[Excerpts of location labeling data]
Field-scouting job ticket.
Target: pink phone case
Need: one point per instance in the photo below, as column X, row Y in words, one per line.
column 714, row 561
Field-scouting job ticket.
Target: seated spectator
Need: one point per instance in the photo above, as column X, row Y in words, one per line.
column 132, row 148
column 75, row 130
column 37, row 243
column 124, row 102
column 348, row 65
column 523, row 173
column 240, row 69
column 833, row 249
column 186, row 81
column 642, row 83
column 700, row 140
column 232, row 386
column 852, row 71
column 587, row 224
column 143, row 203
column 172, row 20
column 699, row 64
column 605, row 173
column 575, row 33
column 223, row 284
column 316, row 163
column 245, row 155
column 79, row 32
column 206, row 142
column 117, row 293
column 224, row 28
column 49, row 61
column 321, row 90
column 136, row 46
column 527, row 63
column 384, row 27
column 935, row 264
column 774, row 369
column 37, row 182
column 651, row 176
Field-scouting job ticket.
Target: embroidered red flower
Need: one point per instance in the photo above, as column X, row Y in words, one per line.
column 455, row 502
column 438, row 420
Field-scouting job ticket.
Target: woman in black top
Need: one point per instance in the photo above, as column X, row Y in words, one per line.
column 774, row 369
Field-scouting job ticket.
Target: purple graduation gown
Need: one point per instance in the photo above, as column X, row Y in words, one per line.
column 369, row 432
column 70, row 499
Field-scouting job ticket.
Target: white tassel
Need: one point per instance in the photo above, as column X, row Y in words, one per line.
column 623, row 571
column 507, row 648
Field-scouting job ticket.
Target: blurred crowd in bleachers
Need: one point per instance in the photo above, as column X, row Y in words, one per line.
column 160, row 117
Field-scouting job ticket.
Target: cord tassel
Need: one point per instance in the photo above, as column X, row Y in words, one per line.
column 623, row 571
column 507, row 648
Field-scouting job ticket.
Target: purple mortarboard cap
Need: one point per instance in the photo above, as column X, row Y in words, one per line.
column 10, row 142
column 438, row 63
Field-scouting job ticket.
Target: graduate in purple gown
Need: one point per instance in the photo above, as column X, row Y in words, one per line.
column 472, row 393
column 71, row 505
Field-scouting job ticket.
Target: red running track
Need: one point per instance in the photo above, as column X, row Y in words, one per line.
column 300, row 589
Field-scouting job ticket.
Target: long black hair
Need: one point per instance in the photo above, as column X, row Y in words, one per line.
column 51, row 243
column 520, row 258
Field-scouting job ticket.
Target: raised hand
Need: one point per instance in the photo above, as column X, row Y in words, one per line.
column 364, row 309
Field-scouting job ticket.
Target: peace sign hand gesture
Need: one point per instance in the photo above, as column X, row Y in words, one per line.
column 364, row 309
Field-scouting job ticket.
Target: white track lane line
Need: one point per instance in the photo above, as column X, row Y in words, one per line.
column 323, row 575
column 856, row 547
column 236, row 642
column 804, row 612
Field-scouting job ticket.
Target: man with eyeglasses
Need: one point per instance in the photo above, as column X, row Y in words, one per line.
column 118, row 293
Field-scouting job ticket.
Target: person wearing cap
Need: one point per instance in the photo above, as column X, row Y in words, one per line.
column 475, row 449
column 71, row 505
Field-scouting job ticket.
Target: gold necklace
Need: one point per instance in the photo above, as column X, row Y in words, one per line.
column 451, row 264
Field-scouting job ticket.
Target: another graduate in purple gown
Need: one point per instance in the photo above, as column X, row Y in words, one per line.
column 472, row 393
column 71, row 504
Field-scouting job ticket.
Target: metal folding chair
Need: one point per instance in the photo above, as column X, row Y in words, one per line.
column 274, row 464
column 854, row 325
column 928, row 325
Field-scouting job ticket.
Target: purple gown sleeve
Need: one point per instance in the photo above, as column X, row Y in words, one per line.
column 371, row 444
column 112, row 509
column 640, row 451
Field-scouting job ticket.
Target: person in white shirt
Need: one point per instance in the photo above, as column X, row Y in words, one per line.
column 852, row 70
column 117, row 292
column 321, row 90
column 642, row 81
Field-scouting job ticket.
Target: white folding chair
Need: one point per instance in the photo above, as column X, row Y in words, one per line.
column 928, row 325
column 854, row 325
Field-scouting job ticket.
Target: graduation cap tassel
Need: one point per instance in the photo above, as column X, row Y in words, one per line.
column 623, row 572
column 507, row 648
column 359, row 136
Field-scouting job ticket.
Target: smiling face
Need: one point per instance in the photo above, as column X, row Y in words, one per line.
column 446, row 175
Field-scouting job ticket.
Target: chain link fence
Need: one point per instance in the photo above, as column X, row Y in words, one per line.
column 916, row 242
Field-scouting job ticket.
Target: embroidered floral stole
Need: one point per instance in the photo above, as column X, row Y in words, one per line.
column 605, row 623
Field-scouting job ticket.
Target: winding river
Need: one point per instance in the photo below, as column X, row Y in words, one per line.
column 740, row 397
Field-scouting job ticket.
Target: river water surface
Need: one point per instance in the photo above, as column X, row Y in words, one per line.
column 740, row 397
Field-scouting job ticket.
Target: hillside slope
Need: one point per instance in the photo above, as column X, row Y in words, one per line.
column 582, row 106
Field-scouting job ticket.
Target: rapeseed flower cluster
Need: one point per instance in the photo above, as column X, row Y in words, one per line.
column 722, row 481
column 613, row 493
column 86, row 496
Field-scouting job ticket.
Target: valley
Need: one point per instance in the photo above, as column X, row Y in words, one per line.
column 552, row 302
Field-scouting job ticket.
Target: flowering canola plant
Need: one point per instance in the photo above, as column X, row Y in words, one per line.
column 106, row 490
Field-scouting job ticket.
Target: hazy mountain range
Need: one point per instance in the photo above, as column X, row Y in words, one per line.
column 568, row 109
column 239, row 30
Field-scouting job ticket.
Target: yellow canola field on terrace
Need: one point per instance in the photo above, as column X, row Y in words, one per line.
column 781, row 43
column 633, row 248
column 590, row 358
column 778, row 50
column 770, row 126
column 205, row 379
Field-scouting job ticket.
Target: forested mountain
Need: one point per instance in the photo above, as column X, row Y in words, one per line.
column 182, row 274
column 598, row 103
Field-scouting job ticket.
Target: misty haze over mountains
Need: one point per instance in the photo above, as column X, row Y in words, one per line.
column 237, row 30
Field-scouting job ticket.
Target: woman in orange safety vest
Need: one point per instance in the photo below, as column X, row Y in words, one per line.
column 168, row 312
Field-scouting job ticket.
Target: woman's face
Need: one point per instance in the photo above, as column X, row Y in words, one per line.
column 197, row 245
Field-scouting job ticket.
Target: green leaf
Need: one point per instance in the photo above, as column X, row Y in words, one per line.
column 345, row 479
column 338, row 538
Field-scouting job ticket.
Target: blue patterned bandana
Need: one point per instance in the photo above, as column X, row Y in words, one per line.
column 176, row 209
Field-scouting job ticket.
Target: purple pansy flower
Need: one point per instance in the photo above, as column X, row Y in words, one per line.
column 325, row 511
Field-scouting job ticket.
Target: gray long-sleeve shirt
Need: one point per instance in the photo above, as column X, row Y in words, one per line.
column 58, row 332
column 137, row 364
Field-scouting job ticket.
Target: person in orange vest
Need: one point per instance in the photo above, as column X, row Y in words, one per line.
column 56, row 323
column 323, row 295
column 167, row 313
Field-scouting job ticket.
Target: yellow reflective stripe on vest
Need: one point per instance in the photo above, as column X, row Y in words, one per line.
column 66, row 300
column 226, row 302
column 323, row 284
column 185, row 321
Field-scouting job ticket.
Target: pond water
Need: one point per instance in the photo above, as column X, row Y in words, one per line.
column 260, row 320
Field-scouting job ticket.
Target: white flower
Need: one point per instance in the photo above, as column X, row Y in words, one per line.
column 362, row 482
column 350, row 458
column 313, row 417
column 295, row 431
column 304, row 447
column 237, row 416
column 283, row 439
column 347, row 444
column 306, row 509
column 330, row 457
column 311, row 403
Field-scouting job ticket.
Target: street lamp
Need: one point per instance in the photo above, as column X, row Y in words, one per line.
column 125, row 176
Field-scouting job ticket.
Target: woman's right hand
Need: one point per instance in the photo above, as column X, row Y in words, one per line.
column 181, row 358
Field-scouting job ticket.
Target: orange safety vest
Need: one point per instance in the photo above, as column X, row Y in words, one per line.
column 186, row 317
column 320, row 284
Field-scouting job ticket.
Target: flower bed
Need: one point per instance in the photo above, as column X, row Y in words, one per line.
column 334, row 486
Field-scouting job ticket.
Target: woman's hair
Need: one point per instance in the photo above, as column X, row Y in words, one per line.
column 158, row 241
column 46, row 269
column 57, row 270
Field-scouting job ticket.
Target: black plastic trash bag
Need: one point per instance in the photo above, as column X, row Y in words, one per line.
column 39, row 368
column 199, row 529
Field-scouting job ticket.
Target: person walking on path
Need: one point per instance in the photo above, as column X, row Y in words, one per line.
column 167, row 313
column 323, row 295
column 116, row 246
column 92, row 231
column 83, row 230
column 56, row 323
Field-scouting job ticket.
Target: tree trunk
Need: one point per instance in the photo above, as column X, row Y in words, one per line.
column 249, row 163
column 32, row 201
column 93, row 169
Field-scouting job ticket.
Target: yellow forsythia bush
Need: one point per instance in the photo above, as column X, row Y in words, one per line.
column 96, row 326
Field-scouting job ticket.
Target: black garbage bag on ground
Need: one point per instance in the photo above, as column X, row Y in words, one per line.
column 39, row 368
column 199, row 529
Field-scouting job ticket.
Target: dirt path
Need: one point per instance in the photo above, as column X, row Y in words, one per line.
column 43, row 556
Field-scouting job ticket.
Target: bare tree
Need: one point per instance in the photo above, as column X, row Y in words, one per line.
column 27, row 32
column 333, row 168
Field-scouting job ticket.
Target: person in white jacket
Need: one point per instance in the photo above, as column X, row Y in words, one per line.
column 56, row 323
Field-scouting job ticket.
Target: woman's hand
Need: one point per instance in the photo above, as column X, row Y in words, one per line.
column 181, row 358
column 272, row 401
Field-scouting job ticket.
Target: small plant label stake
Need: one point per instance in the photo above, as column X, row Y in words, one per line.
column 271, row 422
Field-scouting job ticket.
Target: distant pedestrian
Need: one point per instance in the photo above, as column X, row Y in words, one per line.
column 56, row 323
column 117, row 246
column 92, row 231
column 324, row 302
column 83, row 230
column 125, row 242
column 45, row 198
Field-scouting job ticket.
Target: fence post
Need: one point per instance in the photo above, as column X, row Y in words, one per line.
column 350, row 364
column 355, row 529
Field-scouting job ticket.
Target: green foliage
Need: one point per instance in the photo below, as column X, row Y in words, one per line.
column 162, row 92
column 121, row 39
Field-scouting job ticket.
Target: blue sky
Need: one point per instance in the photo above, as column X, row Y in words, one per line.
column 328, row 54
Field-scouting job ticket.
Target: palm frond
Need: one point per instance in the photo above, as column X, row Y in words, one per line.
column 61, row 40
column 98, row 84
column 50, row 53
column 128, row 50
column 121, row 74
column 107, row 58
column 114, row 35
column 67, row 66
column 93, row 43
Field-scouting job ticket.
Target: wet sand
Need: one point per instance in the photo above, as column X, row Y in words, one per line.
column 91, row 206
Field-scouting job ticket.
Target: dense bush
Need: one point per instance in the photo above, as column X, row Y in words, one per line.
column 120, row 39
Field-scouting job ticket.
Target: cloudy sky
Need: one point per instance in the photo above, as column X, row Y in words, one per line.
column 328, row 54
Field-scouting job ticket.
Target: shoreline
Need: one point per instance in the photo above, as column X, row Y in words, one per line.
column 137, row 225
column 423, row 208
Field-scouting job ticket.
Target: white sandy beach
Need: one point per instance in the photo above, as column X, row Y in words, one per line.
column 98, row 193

§ **Problem statement**: Which rows above contain the string "river"? List each of them in full.

§ **Written solution**:
Target: winding river
Target: river water surface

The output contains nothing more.